#### Exercise brief
Report every line of the data below that contains the string "tumbler", copying each line in full. Treat case as significant.

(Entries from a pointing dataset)
begin
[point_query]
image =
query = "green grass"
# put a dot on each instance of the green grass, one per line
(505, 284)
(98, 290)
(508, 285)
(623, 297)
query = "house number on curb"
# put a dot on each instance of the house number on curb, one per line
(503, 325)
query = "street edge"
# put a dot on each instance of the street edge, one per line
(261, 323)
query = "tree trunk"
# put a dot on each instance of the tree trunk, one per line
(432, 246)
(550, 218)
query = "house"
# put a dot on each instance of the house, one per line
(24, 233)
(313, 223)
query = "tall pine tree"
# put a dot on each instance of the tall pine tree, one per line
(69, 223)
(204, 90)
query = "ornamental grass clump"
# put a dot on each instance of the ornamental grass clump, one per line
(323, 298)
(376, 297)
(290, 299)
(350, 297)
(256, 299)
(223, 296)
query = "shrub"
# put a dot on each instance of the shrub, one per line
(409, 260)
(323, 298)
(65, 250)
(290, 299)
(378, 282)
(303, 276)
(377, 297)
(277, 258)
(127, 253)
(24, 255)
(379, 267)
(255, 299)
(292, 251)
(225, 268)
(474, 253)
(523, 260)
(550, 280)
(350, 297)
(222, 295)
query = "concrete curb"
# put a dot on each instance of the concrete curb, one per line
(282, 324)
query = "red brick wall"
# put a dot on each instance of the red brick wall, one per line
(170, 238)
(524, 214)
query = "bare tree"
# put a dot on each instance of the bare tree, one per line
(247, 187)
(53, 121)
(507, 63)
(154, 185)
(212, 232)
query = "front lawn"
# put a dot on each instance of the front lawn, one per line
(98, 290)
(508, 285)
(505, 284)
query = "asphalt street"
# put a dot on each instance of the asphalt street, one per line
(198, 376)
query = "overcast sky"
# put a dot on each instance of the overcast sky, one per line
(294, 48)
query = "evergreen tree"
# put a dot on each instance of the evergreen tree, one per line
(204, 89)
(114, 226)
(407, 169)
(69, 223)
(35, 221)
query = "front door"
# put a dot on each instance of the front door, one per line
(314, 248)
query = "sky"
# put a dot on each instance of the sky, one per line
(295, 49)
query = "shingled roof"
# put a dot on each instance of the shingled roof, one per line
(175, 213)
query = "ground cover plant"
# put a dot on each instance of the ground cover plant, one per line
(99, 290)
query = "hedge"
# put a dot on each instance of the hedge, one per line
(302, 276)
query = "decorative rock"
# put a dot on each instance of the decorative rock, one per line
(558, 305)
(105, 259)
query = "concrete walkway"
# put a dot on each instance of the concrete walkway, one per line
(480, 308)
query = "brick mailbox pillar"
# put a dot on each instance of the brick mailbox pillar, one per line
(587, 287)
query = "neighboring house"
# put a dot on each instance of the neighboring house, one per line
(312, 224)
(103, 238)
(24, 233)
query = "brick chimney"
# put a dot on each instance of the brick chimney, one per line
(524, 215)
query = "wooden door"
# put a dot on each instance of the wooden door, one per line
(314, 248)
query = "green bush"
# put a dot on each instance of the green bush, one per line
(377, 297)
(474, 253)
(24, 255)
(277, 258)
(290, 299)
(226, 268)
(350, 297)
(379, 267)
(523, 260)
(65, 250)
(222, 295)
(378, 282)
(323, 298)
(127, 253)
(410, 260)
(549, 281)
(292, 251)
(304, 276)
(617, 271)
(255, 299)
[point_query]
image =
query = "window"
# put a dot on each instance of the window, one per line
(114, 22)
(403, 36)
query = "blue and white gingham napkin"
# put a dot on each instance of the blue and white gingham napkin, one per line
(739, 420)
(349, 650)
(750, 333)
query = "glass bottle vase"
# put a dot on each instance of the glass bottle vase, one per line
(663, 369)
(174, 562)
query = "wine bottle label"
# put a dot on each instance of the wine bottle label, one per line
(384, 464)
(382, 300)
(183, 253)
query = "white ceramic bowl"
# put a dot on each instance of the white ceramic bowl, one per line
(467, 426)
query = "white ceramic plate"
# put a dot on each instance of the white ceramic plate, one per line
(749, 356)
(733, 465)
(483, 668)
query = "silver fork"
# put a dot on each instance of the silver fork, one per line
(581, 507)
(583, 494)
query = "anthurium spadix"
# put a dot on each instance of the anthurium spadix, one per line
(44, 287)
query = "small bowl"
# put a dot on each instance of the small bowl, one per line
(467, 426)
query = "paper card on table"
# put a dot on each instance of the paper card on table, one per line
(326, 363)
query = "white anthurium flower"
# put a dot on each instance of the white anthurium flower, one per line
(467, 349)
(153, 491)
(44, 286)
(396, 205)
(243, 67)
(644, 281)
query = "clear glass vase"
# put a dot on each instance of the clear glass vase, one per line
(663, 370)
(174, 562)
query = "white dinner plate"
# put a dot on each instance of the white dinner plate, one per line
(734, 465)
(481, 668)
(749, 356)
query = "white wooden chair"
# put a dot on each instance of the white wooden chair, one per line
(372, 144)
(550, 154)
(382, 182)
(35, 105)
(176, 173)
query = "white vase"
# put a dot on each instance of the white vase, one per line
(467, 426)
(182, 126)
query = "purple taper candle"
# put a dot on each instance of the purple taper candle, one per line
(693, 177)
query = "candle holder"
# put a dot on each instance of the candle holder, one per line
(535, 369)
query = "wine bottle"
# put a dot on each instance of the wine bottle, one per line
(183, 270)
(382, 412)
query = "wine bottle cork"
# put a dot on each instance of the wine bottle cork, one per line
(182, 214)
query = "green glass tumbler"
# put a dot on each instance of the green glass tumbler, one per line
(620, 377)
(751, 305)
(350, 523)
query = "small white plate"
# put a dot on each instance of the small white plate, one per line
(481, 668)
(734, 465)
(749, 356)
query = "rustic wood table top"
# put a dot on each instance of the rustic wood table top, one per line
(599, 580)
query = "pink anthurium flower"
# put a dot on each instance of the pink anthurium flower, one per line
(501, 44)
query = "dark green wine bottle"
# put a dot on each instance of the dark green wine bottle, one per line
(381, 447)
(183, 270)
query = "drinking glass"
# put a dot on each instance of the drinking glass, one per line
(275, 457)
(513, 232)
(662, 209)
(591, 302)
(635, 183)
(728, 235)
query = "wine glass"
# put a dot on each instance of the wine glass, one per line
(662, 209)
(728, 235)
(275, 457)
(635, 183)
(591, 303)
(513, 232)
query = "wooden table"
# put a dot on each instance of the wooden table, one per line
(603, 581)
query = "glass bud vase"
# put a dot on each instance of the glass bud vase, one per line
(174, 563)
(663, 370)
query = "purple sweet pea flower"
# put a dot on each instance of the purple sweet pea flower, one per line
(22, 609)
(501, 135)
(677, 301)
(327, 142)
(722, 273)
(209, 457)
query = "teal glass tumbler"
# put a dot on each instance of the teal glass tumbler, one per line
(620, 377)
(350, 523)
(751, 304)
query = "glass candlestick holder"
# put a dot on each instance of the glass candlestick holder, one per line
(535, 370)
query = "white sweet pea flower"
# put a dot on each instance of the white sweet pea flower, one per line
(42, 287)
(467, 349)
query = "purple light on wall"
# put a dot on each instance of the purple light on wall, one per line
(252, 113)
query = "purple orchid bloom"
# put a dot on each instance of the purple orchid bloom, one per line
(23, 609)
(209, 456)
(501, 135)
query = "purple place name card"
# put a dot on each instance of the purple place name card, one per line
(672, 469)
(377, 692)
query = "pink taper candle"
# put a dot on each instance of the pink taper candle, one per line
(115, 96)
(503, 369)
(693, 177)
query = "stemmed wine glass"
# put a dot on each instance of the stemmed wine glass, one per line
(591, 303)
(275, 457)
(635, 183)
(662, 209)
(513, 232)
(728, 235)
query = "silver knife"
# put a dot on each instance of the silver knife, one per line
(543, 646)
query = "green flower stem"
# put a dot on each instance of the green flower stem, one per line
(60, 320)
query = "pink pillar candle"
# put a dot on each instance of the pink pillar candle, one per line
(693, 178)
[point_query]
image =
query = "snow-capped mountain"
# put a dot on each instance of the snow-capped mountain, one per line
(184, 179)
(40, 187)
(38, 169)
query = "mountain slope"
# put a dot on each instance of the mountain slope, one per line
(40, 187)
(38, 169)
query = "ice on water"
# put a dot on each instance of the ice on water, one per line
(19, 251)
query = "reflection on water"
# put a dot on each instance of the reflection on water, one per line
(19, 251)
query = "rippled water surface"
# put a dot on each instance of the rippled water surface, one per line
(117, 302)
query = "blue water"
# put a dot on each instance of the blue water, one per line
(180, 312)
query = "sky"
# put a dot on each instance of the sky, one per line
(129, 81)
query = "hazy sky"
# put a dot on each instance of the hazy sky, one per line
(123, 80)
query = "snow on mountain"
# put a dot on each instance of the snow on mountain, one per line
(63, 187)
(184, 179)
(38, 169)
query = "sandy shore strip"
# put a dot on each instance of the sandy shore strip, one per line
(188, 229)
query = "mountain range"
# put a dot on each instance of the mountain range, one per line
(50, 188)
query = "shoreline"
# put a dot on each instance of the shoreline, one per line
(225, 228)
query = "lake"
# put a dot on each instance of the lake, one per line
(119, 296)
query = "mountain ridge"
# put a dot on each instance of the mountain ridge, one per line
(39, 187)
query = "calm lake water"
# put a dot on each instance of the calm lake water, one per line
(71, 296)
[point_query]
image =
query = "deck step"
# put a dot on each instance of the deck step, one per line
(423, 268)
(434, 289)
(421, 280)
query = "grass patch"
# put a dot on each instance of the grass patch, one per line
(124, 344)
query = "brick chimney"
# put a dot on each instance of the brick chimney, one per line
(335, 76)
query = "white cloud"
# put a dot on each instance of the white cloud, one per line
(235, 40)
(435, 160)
end
#### Answer to the task
query = "green glass tumbler"
# put a dot on each instance of the green glass tumbler, one per line
query = "teal glass tumbler"
# put a dot on each instance of the teal glass tumbler, one per line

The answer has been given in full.